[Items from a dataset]
[BEGIN]

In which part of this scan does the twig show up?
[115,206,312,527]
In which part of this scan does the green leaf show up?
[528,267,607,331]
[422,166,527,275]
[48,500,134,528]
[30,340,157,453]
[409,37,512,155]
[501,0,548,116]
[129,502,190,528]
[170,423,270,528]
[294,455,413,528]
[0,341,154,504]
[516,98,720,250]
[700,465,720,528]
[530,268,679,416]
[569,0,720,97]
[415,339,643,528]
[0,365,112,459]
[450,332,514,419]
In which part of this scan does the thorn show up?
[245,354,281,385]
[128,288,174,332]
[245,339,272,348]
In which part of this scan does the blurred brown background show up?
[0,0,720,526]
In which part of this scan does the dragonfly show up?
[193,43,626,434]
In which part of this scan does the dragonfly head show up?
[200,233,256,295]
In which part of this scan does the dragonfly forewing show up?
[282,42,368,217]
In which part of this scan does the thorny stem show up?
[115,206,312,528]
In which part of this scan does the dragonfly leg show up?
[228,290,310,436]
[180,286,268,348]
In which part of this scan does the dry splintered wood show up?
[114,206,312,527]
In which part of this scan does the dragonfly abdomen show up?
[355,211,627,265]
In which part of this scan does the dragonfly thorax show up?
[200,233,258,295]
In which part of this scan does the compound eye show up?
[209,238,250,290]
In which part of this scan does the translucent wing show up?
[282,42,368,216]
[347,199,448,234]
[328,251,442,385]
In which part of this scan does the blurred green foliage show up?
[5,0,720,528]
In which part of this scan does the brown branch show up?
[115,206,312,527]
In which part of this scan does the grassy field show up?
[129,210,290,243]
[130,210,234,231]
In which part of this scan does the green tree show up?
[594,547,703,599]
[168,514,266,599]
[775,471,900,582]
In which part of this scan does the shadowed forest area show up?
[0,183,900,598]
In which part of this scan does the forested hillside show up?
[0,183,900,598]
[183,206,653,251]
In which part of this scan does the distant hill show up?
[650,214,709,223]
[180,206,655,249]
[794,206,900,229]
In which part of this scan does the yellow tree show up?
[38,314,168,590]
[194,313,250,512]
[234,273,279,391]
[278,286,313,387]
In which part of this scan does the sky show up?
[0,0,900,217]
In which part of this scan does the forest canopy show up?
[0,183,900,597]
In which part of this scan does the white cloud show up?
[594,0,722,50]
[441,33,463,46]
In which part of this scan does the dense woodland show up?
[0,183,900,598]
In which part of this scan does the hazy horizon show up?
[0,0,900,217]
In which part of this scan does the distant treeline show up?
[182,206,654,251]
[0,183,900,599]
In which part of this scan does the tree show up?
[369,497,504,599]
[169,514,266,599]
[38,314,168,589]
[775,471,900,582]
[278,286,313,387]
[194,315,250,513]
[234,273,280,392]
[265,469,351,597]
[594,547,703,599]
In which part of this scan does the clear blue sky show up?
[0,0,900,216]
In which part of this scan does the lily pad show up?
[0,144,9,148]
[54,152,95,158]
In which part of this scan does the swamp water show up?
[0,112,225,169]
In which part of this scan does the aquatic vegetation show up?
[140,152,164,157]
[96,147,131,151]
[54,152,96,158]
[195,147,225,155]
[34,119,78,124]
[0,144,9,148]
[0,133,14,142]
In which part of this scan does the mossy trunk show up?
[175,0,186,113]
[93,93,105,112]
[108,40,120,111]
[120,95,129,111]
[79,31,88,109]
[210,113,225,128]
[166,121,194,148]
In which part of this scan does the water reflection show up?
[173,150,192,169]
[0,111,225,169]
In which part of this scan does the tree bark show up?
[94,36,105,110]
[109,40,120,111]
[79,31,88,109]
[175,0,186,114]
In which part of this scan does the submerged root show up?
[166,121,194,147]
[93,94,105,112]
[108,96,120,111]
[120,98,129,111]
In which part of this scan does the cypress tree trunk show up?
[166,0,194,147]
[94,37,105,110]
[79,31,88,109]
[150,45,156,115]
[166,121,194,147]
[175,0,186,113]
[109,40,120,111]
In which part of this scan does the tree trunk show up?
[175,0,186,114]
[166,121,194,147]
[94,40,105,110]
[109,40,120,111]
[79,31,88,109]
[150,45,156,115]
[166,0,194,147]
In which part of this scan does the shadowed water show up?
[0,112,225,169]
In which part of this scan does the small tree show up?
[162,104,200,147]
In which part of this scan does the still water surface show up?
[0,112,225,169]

[END]
[BEGIN]

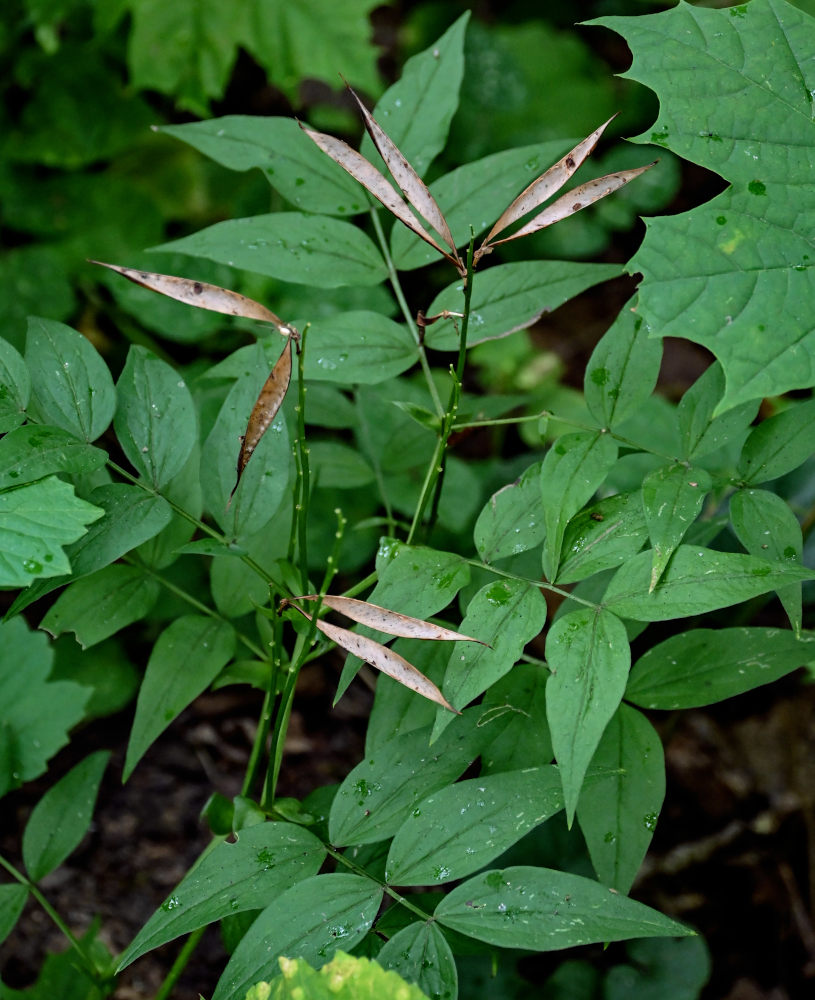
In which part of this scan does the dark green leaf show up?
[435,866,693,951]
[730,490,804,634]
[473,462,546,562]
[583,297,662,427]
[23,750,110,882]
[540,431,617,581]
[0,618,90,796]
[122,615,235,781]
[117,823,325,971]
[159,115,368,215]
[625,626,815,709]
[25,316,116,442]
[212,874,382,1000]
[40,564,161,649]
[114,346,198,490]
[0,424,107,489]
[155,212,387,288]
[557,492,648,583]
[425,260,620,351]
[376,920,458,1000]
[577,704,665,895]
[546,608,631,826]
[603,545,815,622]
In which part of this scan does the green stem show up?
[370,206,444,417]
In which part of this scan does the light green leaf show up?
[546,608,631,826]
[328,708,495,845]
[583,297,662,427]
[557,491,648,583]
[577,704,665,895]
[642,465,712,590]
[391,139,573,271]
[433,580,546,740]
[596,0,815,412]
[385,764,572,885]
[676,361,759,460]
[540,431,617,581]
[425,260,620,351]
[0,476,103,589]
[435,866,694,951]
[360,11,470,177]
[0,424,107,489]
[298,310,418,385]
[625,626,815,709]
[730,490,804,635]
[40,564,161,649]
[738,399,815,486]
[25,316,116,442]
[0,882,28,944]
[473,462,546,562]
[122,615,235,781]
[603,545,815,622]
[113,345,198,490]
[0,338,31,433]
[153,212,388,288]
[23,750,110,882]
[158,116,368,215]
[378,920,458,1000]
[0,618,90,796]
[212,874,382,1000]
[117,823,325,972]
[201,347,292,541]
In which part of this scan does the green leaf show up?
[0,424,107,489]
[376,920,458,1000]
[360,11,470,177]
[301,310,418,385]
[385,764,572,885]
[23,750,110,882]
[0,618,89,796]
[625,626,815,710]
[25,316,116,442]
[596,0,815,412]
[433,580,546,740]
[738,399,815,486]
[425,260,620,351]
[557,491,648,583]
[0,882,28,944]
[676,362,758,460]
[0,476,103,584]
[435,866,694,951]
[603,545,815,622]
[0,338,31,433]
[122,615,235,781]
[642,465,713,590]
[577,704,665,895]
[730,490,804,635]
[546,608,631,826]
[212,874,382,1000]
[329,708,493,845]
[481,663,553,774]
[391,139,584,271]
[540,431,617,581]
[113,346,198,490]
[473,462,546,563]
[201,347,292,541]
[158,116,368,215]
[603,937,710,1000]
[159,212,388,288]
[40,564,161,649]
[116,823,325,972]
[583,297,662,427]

[END]
[BEGIN]

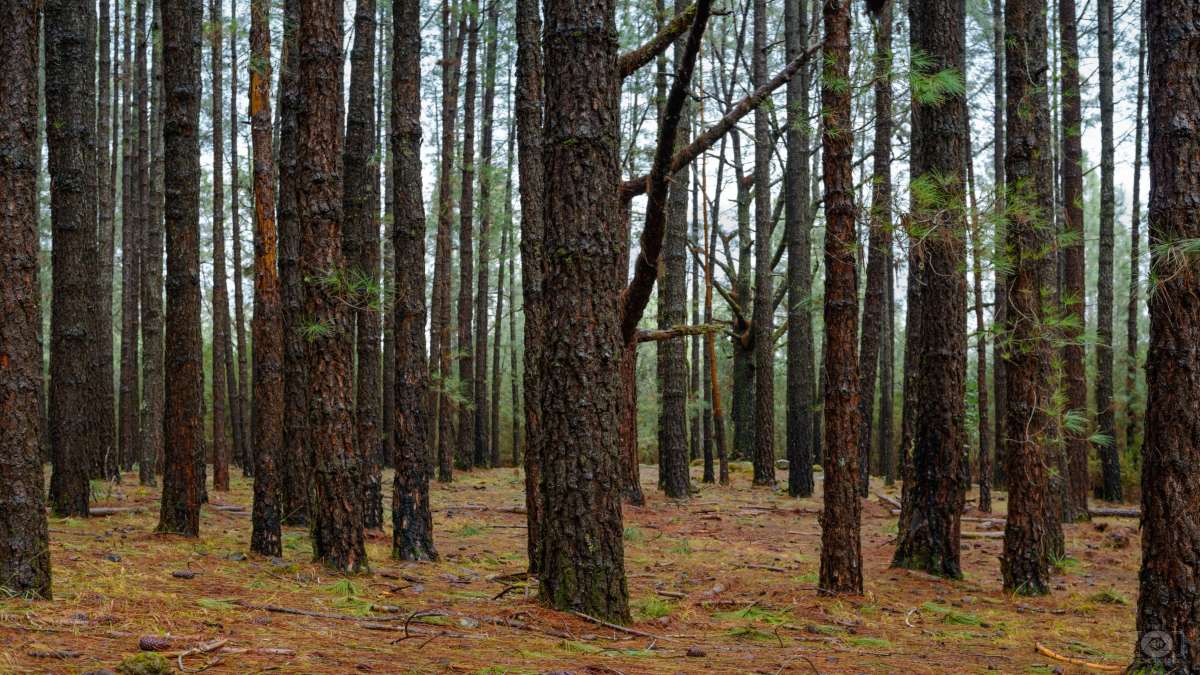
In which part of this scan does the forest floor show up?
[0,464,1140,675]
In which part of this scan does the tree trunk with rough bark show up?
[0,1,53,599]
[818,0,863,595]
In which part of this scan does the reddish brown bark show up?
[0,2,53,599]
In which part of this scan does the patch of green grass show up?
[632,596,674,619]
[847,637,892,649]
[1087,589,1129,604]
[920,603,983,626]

[END]

(WHAT YOU WILL DO)
Could you convert the listing lines, starting at the one that contains "In which part of this scan does the dragonfly head" and ending at the one that contains "[441,33,463,46]", both included, into a JSON list of strings with one string per line and blank lines left out?

(EXERCISE OUTPUT)
[
  "In which part of this scan does the dragonfly head show up?",
  "[200,233,256,295]",
  "In which part of this scan does the dragonfly forewing show up?",
  "[282,42,368,217]",
  "In which part of this scan does the thorny stem show up?",
  "[115,206,312,528]",
  "In which part of this scan does the dragonfly leg show up?",
  "[228,290,310,436]",
  "[180,286,268,348]",
  "In which part of this scan does the dry splintered wood show up?",
  "[114,206,312,527]",
  "In which part of this scan does the dragonfly abdomen show up?",
  "[355,211,627,265]",
  "In which part of this scan does the dragonfly thorax show up?",
  "[200,233,258,295]",
  "In which part of this scan does the compound eye show up?",
  "[209,238,250,290]",
  "In which part of this scan does the translucent wing show up?",
  "[282,42,368,216]",
  "[347,199,448,234]",
  "[328,251,442,385]",
  "In which part of this scan does the blurred green foliage show up?",
  "[5,0,720,528]",
  "In which part of this scan does the brown branch show up?",
  "[115,206,312,527]",
  "In which part of this scan does the grassy field show up?",
  "[129,210,290,243]",
  "[130,210,234,231]",
  "In which part of this scan does the green tree show up?",
  "[594,547,703,599]",
  "[168,514,266,599]",
  "[775,471,900,582]",
  "In which part of this scan does the shadowed forest area show up?",
  "[0,183,900,598]",
  "In which part of this scan does the forested hillside show up?",
  "[0,183,900,598]",
  "[183,206,653,251]",
  "In which part of this scan does the distant hill show up?",
  "[650,214,709,223]",
  "[180,206,655,249]",
  "[794,206,900,229]",
  "In which part of this scan does the yellow tree show up?",
  "[38,314,168,590]",
  "[194,313,250,512]",
  "[234,273,279,391]",
  "[278,286,313,387]",
  "In which part of this scan does the sky show up?",
  "[0,0,900,217]",
  "In which part of this scan does the forest canopy show up?",
  "[0,183,900,597]",
  "In which part of this scan does the white cloud show up?",
  "[594,0,722,50]",
  "[441,33,463,46]"
]